> **Tarefas a resolver**:
1. Transcreva sem alterações, na reportagem sobre o resgate de costureiros bolivianos, tudo o que vai de "Calça da Le" até "das duas grifes.".
2. Retome a reportagem sobre o resgate de costureiros bolivianos e dê continuidade ao texto a partir do ponto em que ela termina.

> **Texto fornecido**:
———

Calça da Le Lis Blanc produzida em condições degradantes. Foto: Anali
Dupré
Por Guilherme Zocchio
São Paulo (SP) - Livinston Bauermeister, diretor da Restoque, grupo
proprietário das marcas Le lis Blanc e Bourgeis Bohême (Bo.Bô), negou em sessão
nesta tarde na Assembléia Legislativa do Estado de São Paulo (Alesp), que a
empresa tenha se aproveitado de trabalho escravo. Ele foi convocado pela
Comissão de Direitos Humanos da casa a dar explicações sobre o resgate
realizado em junho de 28 pessoas em condições análogas às de escravos
produzindo peças das duas grifes.
Os costureiros, todos bolivianos,
viviam em condições degradantes, estavam sujeitos a jornadas de trabalho
exaustivas e servidão por dívida. Segundo fiscais do Ministério do Trabalho e
Emprego (MTE) que realizaram a operação, além de submetidos à escravidão, todos
foram vítimas de tráfico internacional de pessoas. Entre os resgatados estava
uma garota de 16 anos.

———

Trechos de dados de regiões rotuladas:
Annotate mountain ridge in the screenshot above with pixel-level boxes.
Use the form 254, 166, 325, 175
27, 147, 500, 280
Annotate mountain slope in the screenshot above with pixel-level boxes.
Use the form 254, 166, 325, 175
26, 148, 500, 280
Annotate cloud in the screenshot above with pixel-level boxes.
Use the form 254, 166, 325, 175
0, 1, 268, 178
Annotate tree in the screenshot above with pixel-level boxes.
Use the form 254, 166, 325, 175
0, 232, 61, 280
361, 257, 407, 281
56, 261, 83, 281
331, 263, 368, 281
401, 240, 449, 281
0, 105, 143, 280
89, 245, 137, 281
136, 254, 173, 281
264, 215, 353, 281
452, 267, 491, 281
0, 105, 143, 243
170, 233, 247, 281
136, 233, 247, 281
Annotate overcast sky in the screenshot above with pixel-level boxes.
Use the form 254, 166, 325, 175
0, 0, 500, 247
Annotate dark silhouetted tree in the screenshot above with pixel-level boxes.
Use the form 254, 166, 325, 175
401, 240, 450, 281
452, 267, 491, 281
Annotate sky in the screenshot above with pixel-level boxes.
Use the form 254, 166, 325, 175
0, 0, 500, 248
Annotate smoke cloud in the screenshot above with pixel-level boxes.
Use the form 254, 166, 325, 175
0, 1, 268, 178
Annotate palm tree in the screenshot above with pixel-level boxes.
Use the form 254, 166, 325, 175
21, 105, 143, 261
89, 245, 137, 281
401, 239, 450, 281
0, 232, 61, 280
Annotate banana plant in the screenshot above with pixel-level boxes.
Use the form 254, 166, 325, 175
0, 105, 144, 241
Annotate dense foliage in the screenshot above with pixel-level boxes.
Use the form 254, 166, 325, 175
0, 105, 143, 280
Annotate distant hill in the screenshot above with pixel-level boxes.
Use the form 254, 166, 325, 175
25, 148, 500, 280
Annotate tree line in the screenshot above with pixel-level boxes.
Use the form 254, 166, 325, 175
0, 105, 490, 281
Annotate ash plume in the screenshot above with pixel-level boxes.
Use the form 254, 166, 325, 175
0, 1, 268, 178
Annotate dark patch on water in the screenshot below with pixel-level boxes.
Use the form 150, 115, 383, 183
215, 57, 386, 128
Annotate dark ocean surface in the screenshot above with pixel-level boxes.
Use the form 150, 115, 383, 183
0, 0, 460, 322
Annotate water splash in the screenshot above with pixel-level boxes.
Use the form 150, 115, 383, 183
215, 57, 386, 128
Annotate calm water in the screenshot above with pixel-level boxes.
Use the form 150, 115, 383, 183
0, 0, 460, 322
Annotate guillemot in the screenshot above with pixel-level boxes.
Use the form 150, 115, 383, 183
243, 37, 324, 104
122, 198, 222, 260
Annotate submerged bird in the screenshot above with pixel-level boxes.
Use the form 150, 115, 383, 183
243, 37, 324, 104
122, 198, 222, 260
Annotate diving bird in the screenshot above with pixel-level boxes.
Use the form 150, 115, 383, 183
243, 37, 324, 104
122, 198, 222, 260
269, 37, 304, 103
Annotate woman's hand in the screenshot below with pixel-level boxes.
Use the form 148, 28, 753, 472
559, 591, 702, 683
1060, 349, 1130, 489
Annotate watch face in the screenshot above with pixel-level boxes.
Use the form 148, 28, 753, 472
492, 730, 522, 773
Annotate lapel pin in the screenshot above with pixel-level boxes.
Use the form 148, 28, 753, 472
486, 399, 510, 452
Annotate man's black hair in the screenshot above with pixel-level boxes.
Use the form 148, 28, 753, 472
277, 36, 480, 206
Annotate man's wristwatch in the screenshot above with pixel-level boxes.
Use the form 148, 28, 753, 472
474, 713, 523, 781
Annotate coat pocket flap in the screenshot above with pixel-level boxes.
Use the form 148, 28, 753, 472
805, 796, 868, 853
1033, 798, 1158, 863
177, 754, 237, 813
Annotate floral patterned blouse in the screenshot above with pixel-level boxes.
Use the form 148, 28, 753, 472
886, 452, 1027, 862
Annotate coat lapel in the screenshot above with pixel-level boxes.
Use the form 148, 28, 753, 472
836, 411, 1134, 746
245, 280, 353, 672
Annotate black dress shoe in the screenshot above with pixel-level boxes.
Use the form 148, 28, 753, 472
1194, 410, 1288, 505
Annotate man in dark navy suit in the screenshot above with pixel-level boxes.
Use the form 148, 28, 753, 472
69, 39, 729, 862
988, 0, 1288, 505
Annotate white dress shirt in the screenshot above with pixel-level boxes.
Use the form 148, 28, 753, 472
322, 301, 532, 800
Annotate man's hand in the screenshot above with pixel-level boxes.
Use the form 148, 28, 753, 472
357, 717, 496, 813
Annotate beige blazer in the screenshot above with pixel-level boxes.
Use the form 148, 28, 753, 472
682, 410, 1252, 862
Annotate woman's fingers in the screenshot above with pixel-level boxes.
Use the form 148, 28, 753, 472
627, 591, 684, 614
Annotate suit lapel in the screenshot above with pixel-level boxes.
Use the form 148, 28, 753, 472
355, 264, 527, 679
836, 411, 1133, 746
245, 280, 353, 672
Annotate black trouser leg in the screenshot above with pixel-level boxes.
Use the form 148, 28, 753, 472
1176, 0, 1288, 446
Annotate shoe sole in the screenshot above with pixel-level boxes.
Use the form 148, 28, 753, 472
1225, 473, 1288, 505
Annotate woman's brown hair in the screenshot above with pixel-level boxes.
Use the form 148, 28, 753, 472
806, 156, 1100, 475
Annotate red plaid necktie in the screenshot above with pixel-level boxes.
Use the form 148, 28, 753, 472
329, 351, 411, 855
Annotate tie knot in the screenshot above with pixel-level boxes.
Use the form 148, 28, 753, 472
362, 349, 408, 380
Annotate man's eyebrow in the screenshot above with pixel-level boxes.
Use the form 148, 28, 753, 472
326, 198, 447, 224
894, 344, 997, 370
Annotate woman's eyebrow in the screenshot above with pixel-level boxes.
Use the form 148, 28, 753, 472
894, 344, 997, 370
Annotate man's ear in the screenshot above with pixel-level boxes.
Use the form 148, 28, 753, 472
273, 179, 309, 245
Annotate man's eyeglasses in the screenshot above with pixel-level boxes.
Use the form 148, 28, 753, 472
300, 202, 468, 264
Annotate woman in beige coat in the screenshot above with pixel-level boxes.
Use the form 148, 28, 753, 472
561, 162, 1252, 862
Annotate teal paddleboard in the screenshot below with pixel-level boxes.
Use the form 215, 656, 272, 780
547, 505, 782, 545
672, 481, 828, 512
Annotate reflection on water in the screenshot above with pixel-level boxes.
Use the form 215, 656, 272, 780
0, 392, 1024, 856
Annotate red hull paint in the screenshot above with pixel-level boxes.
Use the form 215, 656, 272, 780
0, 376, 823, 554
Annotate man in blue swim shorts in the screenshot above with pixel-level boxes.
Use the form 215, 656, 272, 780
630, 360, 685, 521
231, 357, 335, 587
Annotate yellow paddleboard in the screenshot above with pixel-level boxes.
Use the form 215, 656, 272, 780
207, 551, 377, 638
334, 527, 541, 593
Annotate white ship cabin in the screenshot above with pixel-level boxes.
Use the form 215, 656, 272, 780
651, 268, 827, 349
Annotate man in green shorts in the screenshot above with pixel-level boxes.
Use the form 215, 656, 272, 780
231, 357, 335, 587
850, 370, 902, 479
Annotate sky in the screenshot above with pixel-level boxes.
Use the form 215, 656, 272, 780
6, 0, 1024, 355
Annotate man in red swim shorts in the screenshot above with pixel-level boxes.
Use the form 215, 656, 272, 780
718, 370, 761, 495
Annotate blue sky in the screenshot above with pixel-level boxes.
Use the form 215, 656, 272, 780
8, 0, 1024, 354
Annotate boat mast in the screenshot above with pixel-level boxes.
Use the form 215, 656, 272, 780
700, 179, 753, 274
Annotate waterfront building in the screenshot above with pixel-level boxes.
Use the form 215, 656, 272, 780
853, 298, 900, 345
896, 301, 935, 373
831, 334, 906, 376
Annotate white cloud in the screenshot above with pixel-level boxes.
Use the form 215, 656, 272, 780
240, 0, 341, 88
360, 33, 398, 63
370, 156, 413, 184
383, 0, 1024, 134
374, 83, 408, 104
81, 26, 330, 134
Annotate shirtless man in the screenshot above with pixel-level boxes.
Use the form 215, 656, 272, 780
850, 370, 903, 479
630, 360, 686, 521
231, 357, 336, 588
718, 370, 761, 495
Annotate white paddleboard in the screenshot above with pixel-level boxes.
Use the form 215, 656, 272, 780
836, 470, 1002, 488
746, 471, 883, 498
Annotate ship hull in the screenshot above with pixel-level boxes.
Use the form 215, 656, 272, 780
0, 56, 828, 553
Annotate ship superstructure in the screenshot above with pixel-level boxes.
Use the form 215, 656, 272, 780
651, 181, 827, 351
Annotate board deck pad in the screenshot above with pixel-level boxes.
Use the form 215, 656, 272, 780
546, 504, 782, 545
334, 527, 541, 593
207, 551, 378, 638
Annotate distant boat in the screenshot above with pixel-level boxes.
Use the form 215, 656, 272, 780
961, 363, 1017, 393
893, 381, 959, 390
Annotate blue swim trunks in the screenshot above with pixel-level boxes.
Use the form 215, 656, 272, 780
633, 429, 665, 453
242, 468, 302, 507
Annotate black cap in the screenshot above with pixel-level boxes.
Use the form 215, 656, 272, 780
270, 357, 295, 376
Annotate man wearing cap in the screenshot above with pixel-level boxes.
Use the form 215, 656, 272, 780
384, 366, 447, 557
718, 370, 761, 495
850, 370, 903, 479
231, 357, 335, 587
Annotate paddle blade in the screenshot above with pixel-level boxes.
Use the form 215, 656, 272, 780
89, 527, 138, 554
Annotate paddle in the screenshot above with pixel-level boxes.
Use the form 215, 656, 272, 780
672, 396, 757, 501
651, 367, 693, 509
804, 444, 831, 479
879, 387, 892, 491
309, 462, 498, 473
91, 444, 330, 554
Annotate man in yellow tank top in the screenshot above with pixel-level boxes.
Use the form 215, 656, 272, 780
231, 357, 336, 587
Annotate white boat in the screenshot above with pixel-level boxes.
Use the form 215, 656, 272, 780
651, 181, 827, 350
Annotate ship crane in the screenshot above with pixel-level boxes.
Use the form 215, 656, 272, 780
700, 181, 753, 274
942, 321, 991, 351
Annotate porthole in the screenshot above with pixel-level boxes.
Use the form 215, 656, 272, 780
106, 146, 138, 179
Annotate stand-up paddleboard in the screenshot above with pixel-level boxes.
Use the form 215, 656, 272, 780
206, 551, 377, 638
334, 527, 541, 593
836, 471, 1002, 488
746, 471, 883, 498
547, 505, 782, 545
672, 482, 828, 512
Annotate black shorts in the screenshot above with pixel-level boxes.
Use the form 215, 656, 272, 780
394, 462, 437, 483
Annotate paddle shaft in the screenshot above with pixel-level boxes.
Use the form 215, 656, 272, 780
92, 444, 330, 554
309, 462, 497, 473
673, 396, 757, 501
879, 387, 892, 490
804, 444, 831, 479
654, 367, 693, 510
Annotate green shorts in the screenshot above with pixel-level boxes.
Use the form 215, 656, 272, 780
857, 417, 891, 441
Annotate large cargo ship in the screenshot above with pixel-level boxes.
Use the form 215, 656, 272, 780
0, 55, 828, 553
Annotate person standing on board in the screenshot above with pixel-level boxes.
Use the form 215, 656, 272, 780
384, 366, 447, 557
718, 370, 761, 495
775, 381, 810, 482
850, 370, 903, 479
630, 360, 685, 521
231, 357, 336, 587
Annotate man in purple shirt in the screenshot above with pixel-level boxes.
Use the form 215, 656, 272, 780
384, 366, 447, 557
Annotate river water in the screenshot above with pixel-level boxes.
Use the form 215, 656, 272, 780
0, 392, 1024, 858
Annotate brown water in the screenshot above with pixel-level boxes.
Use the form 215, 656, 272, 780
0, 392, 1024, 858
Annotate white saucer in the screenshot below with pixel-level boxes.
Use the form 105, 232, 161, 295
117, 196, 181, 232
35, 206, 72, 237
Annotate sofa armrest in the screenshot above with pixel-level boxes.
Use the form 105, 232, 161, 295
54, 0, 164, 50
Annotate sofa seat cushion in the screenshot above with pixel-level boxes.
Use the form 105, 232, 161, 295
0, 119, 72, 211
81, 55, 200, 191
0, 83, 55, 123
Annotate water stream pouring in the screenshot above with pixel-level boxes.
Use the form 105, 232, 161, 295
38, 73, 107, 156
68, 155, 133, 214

———

> **Respostas esperadas**:
1.
Calça da Le Lis Blanc produzida em condições degradantes. Foto: Anali
Dupré
Por Guilherme Zocchio
São Paulo (SP) - Livinston Bauermeister, diretor da Restoque, grupo
proprietário das marcas Le lis Blanc e Bourgeis Bohême (Bo.Bô), negou em sessão
nesta tarde na Assembléia Legislativa do Estado de São Paulo (Alesp), que a
empresa tenha se aproveitado de trabalho escravo. Ele foi convocado pela
Comissão de Direitos Humanos da casa a dar explicações sobre o resgate
realizado em junho de 28 pessoas em condições análogas às de escravos
produzindo peças das duas grifes.

2.
O representante da Restoque
minimizou a responsabilidade da empresa destacando que as oficinas nas quais
foram flagradas as irregularidades eram “quarteirizadas” – vendiam a produção
para intermediárias, que, por sua vez, repassavam ao grupo. “A Restoque jamais
se beneficiou deste tipo de exploração. Exigimos de nossos fornecedores que
cumpram a legislação trabalhista”, declarou o diretor da Restoque durante a
audiência. “Dois de nossos fornecedores romperam nosso contrato de trabalho sem
o nosso conhecimento. Soubemos do fato a partir de notificação do Ministério do
Trabalho”, completou.
Apesar da negativa, segundo os
agentes do MTE, não há dúvidas sobre o papel da Restoque na exploração de
escravidão.“A ação decorreu de um acúmulo de provas e evidências recolhidas por
uma auditoria do MTE que levaram à necessidade de investigação sobre a cadeia
produtiva da Restoque”, afirmou o auditor fiscal Luís Alexandre Faria, presente
na audiência pública.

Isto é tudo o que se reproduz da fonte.